* [Exercise directions]:
Rewrite all the entries below with "formatted sample" changed to "formatted example" wherever it occurs, keeping every other part the same. Omit the pictures from your version.

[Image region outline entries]

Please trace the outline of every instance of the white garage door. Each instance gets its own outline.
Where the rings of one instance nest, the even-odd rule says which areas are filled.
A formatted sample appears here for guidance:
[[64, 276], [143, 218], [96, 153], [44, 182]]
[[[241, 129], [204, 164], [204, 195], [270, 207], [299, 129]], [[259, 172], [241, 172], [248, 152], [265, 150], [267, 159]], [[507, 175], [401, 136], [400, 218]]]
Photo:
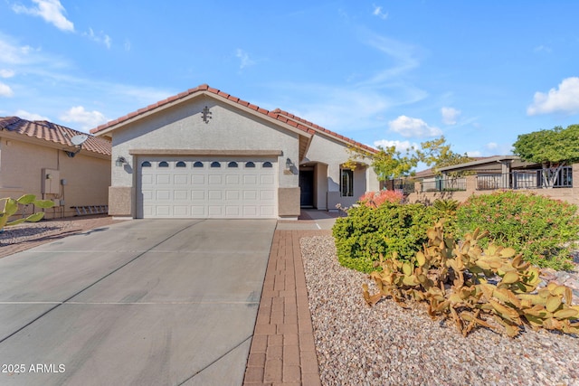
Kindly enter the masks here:
[[139, 218], [277, 218], [277, 159], [140, 157]]

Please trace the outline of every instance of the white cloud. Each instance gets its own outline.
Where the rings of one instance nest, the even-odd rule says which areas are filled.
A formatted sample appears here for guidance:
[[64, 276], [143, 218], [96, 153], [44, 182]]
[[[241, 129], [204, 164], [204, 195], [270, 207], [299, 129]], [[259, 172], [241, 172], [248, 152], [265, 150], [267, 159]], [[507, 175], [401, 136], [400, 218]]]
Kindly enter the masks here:
[[460, 110], [453, 108], [441, 108], [441, 114], [442, 114], [442, 123], [445, 125], [456, 125]]
[[579, 78], [564, 79], [559, 88], [549, 89], [548, 93], [536, 92], [533, 104], [527, 108], [527, 114], [534, 116], [549, 113], [579, 114]]
[[548, 52], [551, 52], [551, 48], [541, 44], [539, 46], [535, 47], [535, 49], [533, 51], [535, 51], [536, 52], [547, 52], [548, 53]]
[[98, 42], [100, 44], [104, 44], [109, 49], [110, 48], [110, 45], [112, 43], [112, 39], [110, 39], [110, 36], [109, 36], [108, 34], [106, 34], [102, 31], [100, 31], [97, 34], [97, 33], [94, 33], [92, 28], [89, 28], [89, 32], [88, 33], [83, 33], [82, 36], [86, 36], [89, 39], [90, 39], [91, 41], [96, 42]]
[[14, 92], [10, 86], [0, 81], [0, 97], [12, 97], [13, 95], [14, 95]]
[[0, 69], [0, 78], [12, 78], [15, 72], [12, 70]]
[[108, 121], [105, 116], [100, 111], [87, 111], [82, 106], [71, 108], [61, 116], [61, 119], [65, 122], [79, 123], [82, 129], [90, 129]]
[[487, 145], [485, 145], [485, 147], [489, 150], [494, 150], [498, 147], [498, 144], [496, 142], [489, 142]]
[[250, 55], [240, 48], [237, 49], [235, 56], [241, 60], [241, 63], [239, 65], [240, 70], [243, 70], [245, 67], [255, 64], [255, 61], [250, 59]]
[[442, 130], [438, 127], [428, 126], [422, 119], [400, 116], [394, 120], [388, 122], [390, 130], [400, 134], [403, 137], [436, 137], [442, 134]]
[[388, 13], [382, 12], [382, 7], [379, 5], [374, 5], [374, 12], [372, 13], [375, 16], [378, 16], [379, 18], [385, 20], [388, 18]]
[[38, 6], [29, 8], [24, 5], [14, 5], [12, 6], [12, 9], [16, 14], [40, 16], [59, 30], [74, 32], [74, 24], [64, 16], [66, 10], [59, 0], [33, 0], [33, 3]]
[[374, 141], [375, 146], [382, 146], [382, 147], [390, 147], [394, 146], [396, 150], [402, 153], [405, 153], [406, 151], [412, 151], [413, 147], [414, 149], [419, 149], [420, 145], [416, 142], [410, 143], [410, 141], [391, 141], [388, 139], [380, 139], [379, 141]]
[[27, 119], [27, 120], [48, 120], [48, 121], [50, 121], [50, 119], [48, 118], [44, 117], [44, 116], [42, 116], [40, 114], [29, 113], [26, 110], [16, 110], [14, 115], [16, 117], [20, 117], [21, 118]]

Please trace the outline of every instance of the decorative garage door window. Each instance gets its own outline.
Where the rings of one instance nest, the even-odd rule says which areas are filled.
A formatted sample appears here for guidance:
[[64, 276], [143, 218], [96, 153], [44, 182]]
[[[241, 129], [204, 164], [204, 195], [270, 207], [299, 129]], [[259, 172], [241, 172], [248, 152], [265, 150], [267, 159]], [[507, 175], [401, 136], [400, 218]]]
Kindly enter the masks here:
[[277, 218], [277, 158], [141, 158], [137, 217]]

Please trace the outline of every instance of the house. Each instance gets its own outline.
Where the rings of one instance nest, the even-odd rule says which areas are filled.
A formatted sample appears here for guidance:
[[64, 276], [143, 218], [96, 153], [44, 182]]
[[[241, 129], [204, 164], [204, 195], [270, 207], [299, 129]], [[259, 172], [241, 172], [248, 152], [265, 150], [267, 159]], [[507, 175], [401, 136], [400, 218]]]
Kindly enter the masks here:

* [Solution to this task]:
Please trace the outline of every instance of the white garage door. Each instance gets its own outline.
Where the rings of one instance nest, the even-odd rule says which areas are filled.
A formatted example appears here for guidance:
[[64, 276], [143, 218], [96, 153], [44, 182]]
[[[241, 129], [204, 164], [204, 195], [270, 207], [299, 129]], [[259, 172], [241, 172], [248, 152], [265, 150], [267, 159]], [[507, 175], [401, 136], [400, 218]]]
Photo:
Kindly enter the masks here:
[[139, 218], [277, 218], [277, 159], [140, 157]]

Please trace the outline of every instance of the white cloud. Each instance gets its own outline.
Where the rings of one instance nest, the even-odd rule says which areas are filled.
A formatted example appears here for guidance:
[[64, 276], [143, 218], [96, 153], [44, 182]]
[[[241, 129], [204, 164], [204, 195], [270, 207], [299, 129]], [[259, 172], [241, 172], [248, 152], [265, 150], [267, 159]], [[507, 175], [401, 136], [400, 218]]]
Kindly enter the masks here:
[[460, 110], [453, 108], [441, 108], [441, 114], [442, 114], [442, 123], [445, 125], [456, 125]]
[[579, 78], [564, 79], [559, 88], [549, 89], [548, 93], [536, 92], [533, 104], [527, 108], [527, 114], [534, 116], [549, 113], [579, 114]]
[[548, 52], [551, 52], [551, 48], [541, 44], [539, 46], [535, 47], [535, 49], [533, 51], [535, 51], [536, 52], [547, 52], [548, 53]]
[[98, 42], [100, 44], [104, 44], [109, 49], [110, 48], [110, 45], [112, 43], [112, 39], [110, 39], [110, 36], [109, 36], [108, 34], [106, 34], [102, 31], [100, 31], [97, 34], [97, 33], [94, 33], [92, 28], [89, 28], [89, 32], [88, 33], [83, 33], [82, 36], [86, 36], [89, 39], [90, 39], [91, 41], [96, 42]]
[[14, 92], [10, 86], [0, 81], [0, 97], [12, 97], [13, 95], [14, 95]]
[[0, 69], [0, 78], [12, 78], [15, 72], [12, 70]]
[[108, 121], [105, 116], [100, 111], [87, 111], [82, 106], [71, 108], [61, 116], [61, 119], [65, 122], [79, 123], [82, 129], [90, 129]]
[[487, 145], [485, 145], [485, 147], [489, 150], [494, 150], [498, 147], [498, 144], [496, 142], [489, 142]]
[[250, 55], [240, 48], [237, 49], [235, 56], [241, 60], [241, 63], [239, 65], [240, 70], [243, 70], [245, 67], [255, 64], [255, 61], [250, 59]]
[[442, 130], [438, 127], [428, 126], [422, 119], [400, 116], [394, 120], [388, 122], [390, 130], [400, 134], [403, 137], [436, 137], [442, 134]]
[[388, 13], [382, 12], [382, 7], [379, 5], [374, 5], [374, 12], [372, 13], [375, 16], [378, 16], [379, 18], [385, 20], [388, 18]]
[[38, 6], [29, 8], [24, 5], [14, 5], [12, 6], [12, 9], [16, 14], [40, 16], [59, 30], [74, 32], [74, 24], [64, 16], [66, 10], [59, 0], [33, 0], [33, 3]]
[[374, 141], [375, 146], [382, 146], [382, 147], [390, 147], [394, 146], [396, 150], [402, 153], [405, 153], [406, 151], [412, 151], [413, 147], [414, 149], [419, 149], [420, 145], [416, 142], [410, 143], [410, 141], [391, 141], [388, 139], [380, 139], [379, 141]]
[[27, 119], [27, 120], [48, 120], [48, 121], [50, 121], [50, 119], [48, 118], [44, 117], [44, 116], [42, 116], [40, 114], [29, 113], [26, 110], [16, 110], [14, 115], [16, 117], [20, 117], [21, 118]]

Please trace the outline of every instance of the decorative garage door window. Each instance gets its own outline.
Where the rings of one instance nest, the even-odd rule says which areas are filled.
A formatted example appears here for guidance:
[[64, 276], [143, 218], [96, 153], [44, 182]]
[[[241, 129], [204, 164], [204, 195], [270, 207], [299, 129]], [[259, 172], [241, 172], [248, 152], [265, 150], [267, 159]], [[507, 175], [401, 136], [400, 218]]]
Kindly enter the masks here:
[[277, 218], [277, 158], [141, 158], [137, 217]]

Please trace the outline of every instance of the house. Each instance gets its own outline.
Where the rings of one instance nest, the even-odd rule says which areas are filled.
A formatted example appears here for guidance:
[[64, 276], [143, 218], [96, 153], [44, 182]]
[[[241, 129], [204, 164], [204, 195], [270, 207], [299, 129]], [[259, 172], [241, 172], [248, 152], [265, 150], [267, 159]], [[507, 175], [401, 136], [400, 218]]]
Kindly enter the masks here:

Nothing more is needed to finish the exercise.